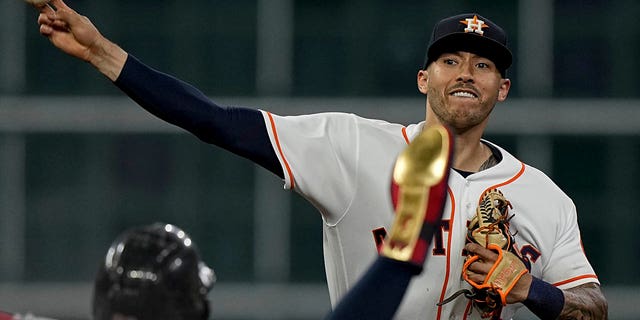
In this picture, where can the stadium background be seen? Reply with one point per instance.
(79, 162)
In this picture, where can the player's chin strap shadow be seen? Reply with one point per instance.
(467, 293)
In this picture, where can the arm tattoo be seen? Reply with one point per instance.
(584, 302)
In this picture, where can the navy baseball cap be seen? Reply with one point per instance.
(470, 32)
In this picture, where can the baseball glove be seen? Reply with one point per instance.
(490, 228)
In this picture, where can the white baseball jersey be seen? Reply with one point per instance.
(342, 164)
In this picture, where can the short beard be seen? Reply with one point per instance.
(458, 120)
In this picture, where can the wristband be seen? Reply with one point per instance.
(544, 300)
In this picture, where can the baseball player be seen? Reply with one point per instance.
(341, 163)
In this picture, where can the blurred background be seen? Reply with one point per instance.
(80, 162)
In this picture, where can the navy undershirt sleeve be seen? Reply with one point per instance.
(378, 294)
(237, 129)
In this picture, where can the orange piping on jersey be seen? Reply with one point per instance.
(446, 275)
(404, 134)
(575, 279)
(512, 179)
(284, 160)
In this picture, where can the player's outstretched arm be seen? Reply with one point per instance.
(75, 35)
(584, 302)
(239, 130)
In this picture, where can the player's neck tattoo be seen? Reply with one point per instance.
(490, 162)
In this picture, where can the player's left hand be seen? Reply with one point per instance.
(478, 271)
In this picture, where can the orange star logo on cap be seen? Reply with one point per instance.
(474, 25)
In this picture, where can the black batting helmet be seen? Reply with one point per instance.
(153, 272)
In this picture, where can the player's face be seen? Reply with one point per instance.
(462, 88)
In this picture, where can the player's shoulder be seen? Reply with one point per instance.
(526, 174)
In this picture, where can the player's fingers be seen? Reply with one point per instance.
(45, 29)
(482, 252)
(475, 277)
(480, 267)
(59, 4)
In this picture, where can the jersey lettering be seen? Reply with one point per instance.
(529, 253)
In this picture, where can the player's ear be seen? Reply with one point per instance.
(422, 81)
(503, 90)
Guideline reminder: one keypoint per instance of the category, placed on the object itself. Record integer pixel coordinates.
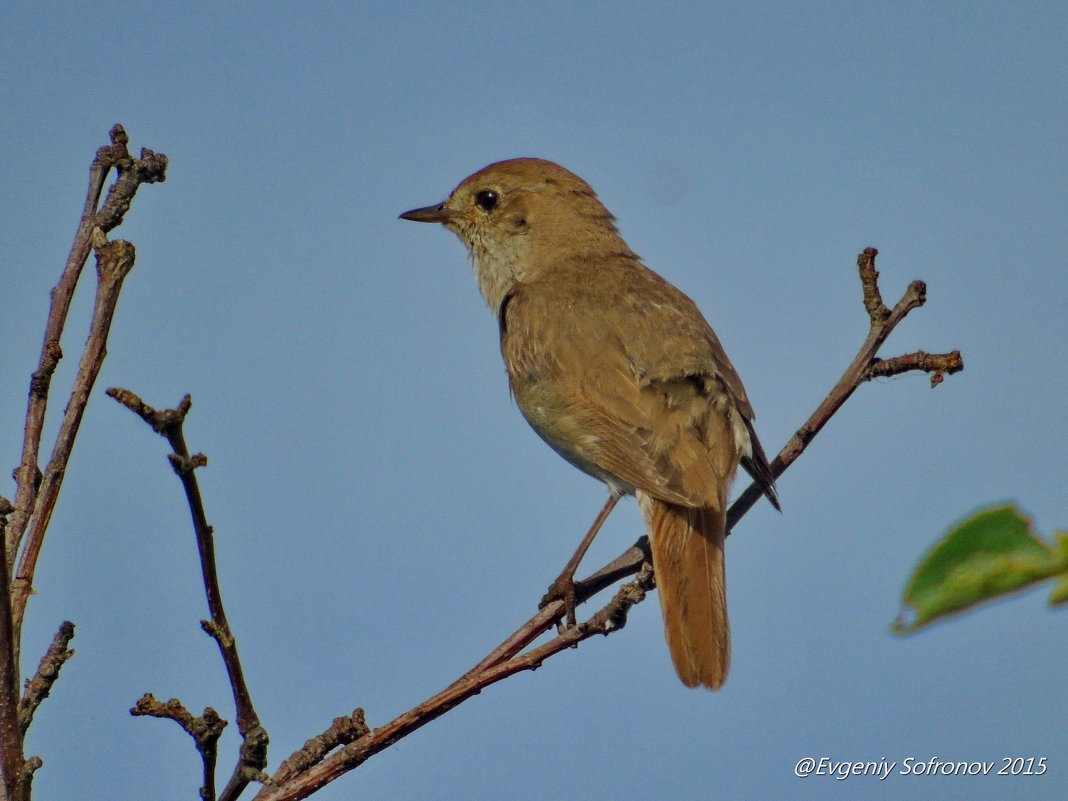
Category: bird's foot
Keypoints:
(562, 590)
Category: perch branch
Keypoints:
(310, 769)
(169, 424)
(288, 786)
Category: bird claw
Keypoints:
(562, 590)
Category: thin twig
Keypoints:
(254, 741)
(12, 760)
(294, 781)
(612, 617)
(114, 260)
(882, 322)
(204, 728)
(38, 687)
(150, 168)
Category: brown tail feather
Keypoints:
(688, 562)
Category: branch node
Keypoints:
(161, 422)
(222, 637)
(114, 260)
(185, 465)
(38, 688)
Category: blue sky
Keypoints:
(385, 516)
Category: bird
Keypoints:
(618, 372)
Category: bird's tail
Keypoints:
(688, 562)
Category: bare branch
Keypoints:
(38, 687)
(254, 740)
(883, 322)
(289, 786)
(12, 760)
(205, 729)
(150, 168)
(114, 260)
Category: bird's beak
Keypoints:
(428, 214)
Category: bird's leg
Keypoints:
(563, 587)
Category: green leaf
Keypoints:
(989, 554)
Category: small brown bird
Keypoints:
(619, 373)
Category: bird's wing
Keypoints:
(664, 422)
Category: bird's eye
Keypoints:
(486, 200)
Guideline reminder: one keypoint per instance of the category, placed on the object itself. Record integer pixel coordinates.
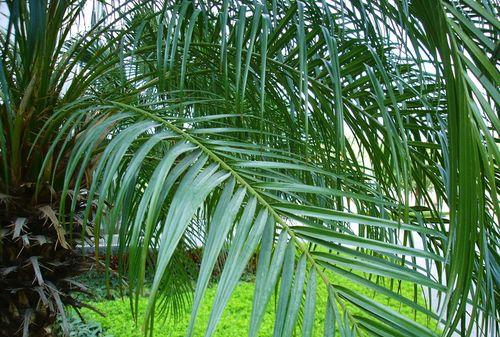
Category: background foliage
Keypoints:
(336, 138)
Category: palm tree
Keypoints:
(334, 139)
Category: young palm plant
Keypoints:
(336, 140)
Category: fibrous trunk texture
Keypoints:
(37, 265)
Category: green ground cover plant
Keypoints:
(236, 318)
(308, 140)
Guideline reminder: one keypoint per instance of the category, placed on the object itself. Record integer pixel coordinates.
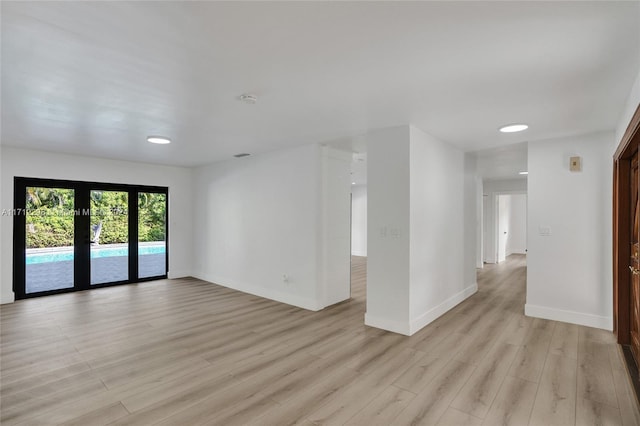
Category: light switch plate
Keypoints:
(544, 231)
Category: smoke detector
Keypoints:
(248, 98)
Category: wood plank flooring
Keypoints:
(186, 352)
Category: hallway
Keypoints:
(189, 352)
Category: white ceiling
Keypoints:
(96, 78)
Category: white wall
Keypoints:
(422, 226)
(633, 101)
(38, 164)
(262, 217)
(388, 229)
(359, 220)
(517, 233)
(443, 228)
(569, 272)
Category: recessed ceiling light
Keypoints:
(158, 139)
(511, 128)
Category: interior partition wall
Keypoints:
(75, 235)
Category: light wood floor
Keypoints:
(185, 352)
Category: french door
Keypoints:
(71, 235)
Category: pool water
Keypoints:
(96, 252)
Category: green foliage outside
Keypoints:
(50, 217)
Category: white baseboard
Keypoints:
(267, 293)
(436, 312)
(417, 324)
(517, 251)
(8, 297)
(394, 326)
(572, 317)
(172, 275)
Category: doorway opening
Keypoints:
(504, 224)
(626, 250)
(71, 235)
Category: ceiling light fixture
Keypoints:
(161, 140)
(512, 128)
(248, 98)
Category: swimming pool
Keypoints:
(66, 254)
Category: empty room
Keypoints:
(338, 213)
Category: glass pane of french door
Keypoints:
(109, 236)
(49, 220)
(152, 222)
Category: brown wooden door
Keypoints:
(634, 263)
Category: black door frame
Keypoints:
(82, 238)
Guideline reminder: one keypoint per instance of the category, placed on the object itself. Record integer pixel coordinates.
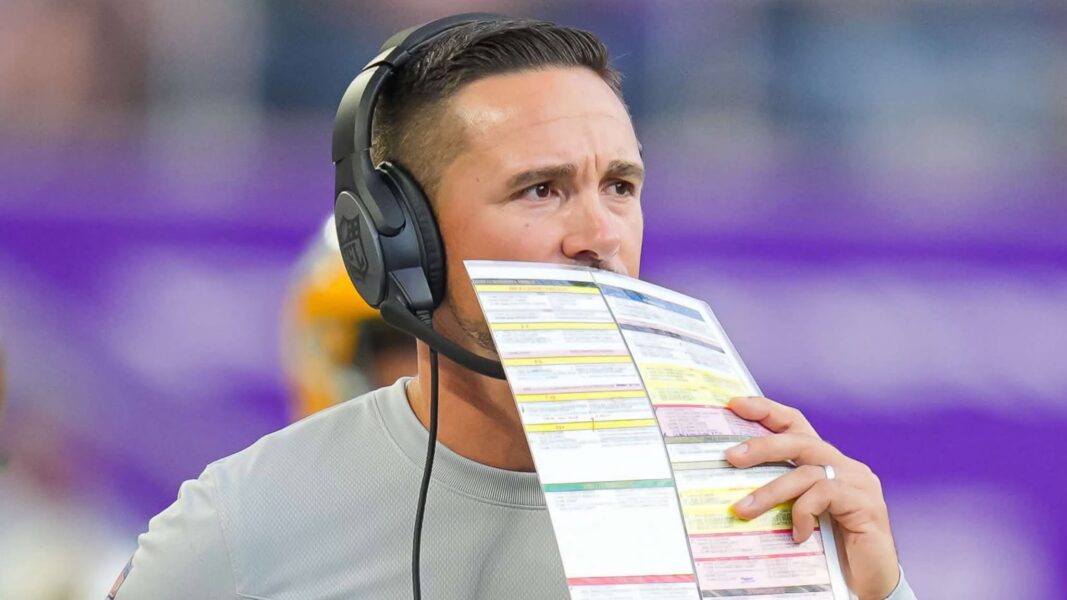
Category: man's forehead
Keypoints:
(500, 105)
+---+
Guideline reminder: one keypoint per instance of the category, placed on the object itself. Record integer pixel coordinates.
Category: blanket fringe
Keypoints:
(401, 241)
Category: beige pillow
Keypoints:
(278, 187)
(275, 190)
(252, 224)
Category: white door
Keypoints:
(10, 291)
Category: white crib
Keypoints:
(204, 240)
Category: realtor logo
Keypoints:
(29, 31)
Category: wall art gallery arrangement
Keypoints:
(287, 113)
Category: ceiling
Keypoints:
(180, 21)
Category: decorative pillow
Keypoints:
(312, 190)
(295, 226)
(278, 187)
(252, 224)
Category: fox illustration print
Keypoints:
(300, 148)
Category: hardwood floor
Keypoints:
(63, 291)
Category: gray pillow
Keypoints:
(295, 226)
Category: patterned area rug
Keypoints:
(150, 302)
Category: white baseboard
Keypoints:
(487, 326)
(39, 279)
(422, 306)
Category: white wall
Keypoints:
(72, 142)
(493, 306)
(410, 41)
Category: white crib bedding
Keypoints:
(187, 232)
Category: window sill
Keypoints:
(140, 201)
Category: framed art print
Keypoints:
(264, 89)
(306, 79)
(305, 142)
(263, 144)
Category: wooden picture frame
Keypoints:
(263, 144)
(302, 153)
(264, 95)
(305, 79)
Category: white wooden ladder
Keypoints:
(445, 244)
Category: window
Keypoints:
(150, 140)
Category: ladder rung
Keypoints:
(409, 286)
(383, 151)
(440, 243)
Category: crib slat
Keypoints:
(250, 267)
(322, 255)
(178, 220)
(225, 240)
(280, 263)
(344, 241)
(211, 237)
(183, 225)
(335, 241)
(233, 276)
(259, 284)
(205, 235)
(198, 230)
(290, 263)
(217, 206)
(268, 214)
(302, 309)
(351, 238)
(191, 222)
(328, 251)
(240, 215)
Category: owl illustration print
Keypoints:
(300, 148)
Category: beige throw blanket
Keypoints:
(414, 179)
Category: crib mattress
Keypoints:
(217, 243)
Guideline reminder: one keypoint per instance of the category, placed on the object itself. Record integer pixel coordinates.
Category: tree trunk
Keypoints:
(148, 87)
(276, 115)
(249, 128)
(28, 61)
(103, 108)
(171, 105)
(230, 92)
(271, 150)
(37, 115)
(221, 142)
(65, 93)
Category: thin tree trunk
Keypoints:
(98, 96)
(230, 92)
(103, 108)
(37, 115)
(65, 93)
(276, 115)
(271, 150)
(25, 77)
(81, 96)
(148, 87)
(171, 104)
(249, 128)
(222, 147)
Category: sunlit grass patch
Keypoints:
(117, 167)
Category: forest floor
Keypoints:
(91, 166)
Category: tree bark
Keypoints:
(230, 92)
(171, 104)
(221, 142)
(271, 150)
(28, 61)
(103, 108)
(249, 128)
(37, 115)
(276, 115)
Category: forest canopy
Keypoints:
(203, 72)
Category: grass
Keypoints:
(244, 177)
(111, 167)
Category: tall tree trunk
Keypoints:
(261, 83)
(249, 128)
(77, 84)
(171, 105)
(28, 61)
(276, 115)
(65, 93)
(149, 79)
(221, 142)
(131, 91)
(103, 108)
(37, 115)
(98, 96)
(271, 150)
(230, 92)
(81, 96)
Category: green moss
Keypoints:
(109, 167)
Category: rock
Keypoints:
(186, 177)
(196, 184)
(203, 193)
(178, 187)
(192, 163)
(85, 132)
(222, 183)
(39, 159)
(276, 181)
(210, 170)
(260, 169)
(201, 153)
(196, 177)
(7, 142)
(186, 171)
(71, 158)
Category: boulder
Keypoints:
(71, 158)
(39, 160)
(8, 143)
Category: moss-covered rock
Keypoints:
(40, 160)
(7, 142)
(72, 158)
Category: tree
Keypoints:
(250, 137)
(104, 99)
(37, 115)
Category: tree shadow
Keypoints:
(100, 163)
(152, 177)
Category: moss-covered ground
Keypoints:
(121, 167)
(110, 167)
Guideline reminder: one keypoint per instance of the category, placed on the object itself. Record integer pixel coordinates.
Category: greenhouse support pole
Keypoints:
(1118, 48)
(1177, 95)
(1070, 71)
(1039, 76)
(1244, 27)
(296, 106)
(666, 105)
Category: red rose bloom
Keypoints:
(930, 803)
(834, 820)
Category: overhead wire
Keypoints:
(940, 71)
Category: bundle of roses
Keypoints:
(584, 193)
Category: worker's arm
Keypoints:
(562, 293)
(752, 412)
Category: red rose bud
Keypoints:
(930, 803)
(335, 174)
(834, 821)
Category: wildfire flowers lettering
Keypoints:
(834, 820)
+---+
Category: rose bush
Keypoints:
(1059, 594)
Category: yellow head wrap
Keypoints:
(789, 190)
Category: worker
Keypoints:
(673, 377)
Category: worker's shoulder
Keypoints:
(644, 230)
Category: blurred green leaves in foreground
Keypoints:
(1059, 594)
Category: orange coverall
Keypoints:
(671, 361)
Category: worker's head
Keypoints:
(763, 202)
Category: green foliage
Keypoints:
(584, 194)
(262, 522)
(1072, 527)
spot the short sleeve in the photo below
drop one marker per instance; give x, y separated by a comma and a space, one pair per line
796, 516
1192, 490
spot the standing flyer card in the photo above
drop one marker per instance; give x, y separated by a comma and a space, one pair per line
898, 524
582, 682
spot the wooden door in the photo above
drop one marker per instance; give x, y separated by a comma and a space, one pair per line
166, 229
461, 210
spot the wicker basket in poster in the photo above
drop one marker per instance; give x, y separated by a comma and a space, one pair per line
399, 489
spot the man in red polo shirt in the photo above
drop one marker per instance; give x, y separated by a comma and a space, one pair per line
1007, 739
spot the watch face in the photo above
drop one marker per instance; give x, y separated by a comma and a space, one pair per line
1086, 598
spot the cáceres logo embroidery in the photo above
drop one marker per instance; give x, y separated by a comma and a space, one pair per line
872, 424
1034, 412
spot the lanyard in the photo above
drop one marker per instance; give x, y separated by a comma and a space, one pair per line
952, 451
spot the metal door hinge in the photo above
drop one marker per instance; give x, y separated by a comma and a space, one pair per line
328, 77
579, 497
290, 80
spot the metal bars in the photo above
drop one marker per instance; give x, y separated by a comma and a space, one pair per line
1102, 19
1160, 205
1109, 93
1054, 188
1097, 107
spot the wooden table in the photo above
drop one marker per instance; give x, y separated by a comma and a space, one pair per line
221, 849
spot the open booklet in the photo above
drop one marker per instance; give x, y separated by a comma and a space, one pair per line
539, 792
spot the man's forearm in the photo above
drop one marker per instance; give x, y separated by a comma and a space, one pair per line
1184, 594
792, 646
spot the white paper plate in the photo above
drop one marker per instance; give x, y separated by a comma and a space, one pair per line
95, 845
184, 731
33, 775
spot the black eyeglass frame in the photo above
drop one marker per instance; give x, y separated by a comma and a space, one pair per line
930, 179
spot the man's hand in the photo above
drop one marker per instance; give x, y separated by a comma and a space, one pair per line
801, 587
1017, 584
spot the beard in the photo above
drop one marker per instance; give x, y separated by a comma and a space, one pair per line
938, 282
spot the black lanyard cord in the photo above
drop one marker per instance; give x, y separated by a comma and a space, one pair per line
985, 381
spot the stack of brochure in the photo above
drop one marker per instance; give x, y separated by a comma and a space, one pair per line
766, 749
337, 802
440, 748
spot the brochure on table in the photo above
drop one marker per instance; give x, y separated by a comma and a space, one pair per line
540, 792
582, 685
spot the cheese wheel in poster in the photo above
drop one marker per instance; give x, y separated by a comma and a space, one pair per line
+---+
Which lines above contain the string "rock"? Gather every one of them, with case counting in the match.

Category: rock
Category: moss-covered rock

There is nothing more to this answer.